SOURCE MATERIAL>

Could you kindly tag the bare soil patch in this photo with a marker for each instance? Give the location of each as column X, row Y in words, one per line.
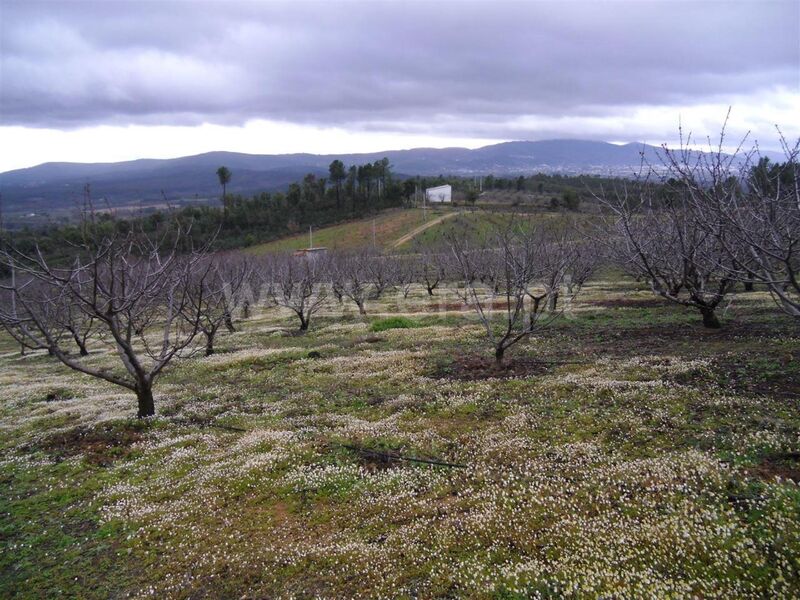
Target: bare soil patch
column 785, row 465
column 474, row 367
column 101, row 445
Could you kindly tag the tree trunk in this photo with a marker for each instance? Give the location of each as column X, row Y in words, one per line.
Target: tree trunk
column 209, row 344
column 144, row 394
column 498, row 356
column 81, row 346
column 710, row 320
column 552, row 302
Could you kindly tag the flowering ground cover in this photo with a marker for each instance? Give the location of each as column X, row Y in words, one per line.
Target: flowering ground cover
column 624, row 452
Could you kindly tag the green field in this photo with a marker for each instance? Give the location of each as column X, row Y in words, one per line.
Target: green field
column 624, row 452
column 388, row 226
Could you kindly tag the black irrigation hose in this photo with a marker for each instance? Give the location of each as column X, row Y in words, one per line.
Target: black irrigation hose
column 389, row 456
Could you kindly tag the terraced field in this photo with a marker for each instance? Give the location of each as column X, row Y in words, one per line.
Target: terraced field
column 623, row 452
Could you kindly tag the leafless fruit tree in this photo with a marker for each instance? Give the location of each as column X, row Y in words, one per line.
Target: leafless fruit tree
column 752, row 208
column 352, row 277
column 653, row 230
column 131, row 287
column 299, row 284
column 497, row 275
column 215, row 292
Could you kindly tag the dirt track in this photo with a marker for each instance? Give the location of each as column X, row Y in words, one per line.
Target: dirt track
column 415, row 232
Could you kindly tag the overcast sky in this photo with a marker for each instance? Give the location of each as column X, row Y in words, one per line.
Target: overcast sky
column 114, row 80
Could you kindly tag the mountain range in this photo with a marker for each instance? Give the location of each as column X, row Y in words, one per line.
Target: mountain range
column 147, row 182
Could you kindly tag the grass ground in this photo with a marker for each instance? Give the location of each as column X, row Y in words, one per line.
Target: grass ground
column 625, row 452
column 389, row 226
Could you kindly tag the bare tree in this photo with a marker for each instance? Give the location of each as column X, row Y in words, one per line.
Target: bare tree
column 351, row 277
column 132, row 287
column 215, row 292
column 432, row 267
column 752, row 208
column 405, row 270
column 654, row 231
column 297, row 283
column 497, row 275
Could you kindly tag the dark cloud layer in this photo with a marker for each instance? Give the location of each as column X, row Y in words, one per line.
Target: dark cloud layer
column 492, row 69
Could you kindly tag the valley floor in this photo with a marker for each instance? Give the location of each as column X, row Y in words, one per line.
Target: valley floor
column 625, row 452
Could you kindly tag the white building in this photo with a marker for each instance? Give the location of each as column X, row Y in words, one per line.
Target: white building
column 441, row 193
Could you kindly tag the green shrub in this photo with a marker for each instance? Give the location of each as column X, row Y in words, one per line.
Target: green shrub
column 394, row 323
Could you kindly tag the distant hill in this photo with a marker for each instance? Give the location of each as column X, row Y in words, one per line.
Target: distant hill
column 146, row 182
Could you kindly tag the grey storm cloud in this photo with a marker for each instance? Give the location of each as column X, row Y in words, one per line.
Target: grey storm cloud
column 466, row 67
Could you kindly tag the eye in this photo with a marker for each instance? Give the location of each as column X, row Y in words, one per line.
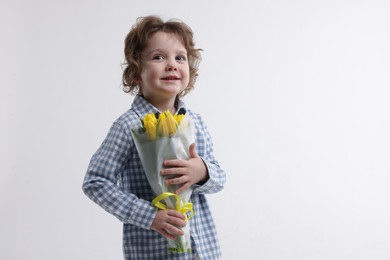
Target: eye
column 158, row 57
column 181, row 58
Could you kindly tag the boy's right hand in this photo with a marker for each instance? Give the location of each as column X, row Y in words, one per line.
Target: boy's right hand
column 167, row 221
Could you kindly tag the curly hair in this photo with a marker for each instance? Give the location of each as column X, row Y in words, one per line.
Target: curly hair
column 136, row 41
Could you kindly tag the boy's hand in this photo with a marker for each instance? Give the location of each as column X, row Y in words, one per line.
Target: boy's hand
column 167, row 221
column 186, row 172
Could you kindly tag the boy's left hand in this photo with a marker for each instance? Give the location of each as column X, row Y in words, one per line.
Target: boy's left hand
column 186, row 172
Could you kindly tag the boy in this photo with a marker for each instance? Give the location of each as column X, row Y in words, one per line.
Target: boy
column 161, row 66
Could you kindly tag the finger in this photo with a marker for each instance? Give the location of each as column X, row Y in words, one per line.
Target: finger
column 175, row 213
column 178, row 180
column 167, row 234
column 193, row 153
column 183, row 188
column 173, row 171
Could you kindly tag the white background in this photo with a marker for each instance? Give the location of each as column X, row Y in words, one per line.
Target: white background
column 295, row 94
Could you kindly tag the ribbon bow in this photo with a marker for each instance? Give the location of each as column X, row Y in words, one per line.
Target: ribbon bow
column 187, row 207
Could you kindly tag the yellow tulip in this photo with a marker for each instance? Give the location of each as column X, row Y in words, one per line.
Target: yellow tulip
column 178, row 118
column 150, row 124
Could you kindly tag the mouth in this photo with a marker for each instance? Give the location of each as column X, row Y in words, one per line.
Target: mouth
column 172, row 77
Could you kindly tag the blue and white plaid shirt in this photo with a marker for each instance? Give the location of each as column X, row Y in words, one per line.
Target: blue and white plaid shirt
column 116, row 181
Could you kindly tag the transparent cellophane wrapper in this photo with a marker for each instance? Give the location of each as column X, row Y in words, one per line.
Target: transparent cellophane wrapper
column 152, row 154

WRITTEN TASK> Rename "Target" to "Object" throughout the data from the line with "Could you kindly tag the bare tree" to the line with "column 181, row 58", and keep everything else unchanged. Omit the pictures from your answer.

RESULT OF THIS EXERCISE>
Could you kindly tag the bare tree in this photo with a marker for each instance? Give the location of each as column X, row Y in words, one per line.
Object: bare tree
column 351, row 277
column 132, row 287
column 215, row 292
column 432, row 267
column 752, row 208
column 405, row 270
column 654, row 231
column 297, row 283
column 497, row 275
Could you kindly tag the dark cloud layer in this photo with a marker for each instance? Give the location of each as column X, row Y in words, one per line.
Object: dark cloud layer
column 492, row 69
Could you kindly tag the valley floor in this photo with a marker for each instance? Give the location of each as column X, row Y in words, one per line.
Object: valley floor
column 625, row 452
Could you kindly tag the white building in this photo with a marker for each instance? Give the location of each as column X, row Y in words, one per line.
Object: white building
column 441, row 193
Could you kindly tag the green shrub in this photo with a marker for each instance? Give the location of each as column X, row Y in words, one per line.
Object: green shrub
column 394, row 323
Could you kindly tag the distant hill in this photo with a marker for each instance? Give the location of each as column X, row Y in words, one per line.
Object: distant hill
column 146, row 182
Could you kindly tag the grey storm cloud in this photo with a marker for each instance? Give the location of each as column X, row Y in words, one per line.
Object: grey storm cloud
column 466, row 67
Could you kindly tag the eye in this photo with a marker for each instance? Give the location of each as column X, row Y in words, one per line.
Object: eye
column 158, row 57
column 181, row 58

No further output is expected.